Aim -> Retype every one of the following records character for character, changing nothing.

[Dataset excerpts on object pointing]
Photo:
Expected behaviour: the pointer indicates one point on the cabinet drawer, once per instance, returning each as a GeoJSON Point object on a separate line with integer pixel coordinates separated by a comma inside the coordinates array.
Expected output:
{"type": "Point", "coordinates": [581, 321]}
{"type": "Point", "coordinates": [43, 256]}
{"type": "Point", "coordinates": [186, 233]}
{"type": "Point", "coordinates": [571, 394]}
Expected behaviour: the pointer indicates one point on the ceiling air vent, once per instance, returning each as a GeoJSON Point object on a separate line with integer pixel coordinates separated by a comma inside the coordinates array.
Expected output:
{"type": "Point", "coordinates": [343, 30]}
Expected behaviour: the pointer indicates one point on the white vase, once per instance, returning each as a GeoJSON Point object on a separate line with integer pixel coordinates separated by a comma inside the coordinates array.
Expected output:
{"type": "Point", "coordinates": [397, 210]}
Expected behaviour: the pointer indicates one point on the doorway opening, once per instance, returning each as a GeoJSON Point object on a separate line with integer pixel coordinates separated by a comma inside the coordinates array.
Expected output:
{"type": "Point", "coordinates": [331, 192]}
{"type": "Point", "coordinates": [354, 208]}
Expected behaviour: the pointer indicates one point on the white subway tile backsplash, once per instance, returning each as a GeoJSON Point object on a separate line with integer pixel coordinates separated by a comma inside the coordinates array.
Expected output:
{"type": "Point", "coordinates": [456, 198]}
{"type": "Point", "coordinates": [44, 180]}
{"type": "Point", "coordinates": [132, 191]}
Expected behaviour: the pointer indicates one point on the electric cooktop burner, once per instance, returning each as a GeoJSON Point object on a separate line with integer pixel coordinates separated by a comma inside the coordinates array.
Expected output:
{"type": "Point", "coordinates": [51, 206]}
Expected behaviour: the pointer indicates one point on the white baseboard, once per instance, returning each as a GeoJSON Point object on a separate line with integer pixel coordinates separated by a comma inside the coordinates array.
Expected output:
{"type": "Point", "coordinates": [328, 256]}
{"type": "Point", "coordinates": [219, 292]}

Finished task ->
Photo:
Expected behaviour: the pointer indicates one point on the cabinet drawer, once per instance, returning each as a GeoJSON Point object on a separate line with integer pixel coordinates separated by a comma inside the coordinates array.
Expected output:
{"type": "Point", "coordinates": [581, 321]}
{"type": "Point", "coordinates": [43, 256]}
{"type": "Point", "coordinates": [186, 233]}
{"type": "Point", "coordinates": [571, 394]}
Expected behaviour: the pointer indicates one point on the ceiling air vent, once per instance, returning each as a GeoJSON Point object on a separate line with integer pixel coordinates separated by a comma inside the coordinates array.
Expected output:
{"type": "Point", "coordinates": [343, 30]}
Expected behaviour: the pointer indicates one point on the white vase, once per instance, returning each as a GeoJSON Point object on a separate line with integer pixel coordinates separated by a comma inside the coordinates array.
Expected output:
{"type": "Point", "coordinates": [397, 210]}
Expected behaviour: the pointer indicates one point on the doorway opening, once per instance, returning each as a GeoJSON Point object on a separate line with integer pixel coordinates separated by a comma inside the coordinates array.
Expected output:
{"type": "Point", "coordinates": [331, 192]}
{"type": "Point", "coordinates": [354, 208]}
Expected behaviour: the pointer indicates one point on the white subway tile backsplash, once per instance, returning each as a GeoJSON Point object on a separate line with integer pixel coordinates separated by a comma inside the coordinates array.
Expected output:
{"type": "Point", "coordinates": [456, 198]}
{"type": "Point", "coordinates": [44, 180]}
{"type": "Point", "coordinates": [132, 191]}
Expected behaviour: the pointer indicates one point on the electric cooktop burner, once per instance, returning each as a GeoJSON Point object on a separate line with integer pixel coordinates separated by a comma inside the coordinates array.
Expected output:
{"type": "Point", "coordinates": [51, 206]}
Expected behaviour: the pointer indicates one point on the white baseboard, once per instance, returning each as a GeoJSON Point object on a separate line with integer pixel coordinates separated by a comma inside the coordinates array.
Expected output:
{"type": "Point", "coordinates": [328, 256]}
{"type": "Point", "coordinates": [219, 292]}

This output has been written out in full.